# What you should do
For this exercise, please reproduce the records below word for word, from the first line through the line with "rough mask: <svg".

# Records provided
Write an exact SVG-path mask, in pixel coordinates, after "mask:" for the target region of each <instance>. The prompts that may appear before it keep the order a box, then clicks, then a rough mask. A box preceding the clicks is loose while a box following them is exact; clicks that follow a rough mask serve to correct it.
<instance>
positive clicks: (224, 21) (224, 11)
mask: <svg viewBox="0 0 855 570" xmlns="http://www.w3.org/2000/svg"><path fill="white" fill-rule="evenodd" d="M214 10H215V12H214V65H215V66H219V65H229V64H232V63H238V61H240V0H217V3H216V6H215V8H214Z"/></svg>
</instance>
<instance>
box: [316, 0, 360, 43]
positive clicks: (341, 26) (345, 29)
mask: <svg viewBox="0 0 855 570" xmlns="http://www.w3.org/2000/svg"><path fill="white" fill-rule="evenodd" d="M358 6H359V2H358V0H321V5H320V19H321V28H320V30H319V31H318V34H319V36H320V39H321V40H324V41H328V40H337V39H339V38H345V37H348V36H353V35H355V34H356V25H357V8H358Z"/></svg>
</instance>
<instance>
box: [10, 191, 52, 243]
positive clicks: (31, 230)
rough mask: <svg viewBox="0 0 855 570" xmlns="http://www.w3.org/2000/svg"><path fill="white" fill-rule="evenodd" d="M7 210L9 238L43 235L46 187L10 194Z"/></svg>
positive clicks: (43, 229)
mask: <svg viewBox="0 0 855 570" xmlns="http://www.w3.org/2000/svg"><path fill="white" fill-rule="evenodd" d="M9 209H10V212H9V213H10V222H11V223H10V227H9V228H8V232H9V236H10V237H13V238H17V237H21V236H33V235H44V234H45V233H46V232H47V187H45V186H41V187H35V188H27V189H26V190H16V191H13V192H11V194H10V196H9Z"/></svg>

# Written reply
Write an exact SVG-path mask, in pixel coordinates, after "mask:" for the target region of each <instance>. The prompts that may appear before it keep the order a box, then clicks, then a rough mask. A box preceding the clicks is loose while a box following them is exact; clicks that follow a rough mask serve to correct it.
<instance>
positive clicks: (224, 21) (224, 11)
mask: <svg viewBox="0 0 855 570" xmlns="http://www.w3.org/2000/svg"><path fill="white" fill-rule="evenodd" d="M214 10H215V12H214V65H215V66H219V65H229V64H232V63H238V61H240V0H217V3H216V6H215V8H214Z"/></svg>
</instance>
<instance>
box: [316, 0, 360, 43]
positive clicks: (341, 26) (345, 29)
mask: <svg viewBox="0 0 855 570" xmlns="http://www.w3.org/2000/svg"><path fill="white" fill-rule="evenodd" d="M358 6H359V2H358V0H321V5H320V19H321V28H320V30H319V31H318V34H319V36H320V39H321V40H324V41H328V40H337V39H339V38H345V37H348V36H353V35H355V34H356V25H357V8H358Z"/></svg>
</instance>
<instance>
box: [10, 191, 52, 243]
positive clicks: (31, 230)
rough mask: <svg viewBox="0 0 855 570" xmlns="http://www.w3.org/2000/svg"><path fill="white" fill-rule="evenodd" d="M7 210L9 238L43 235L46 187L10 194Z"/></svg>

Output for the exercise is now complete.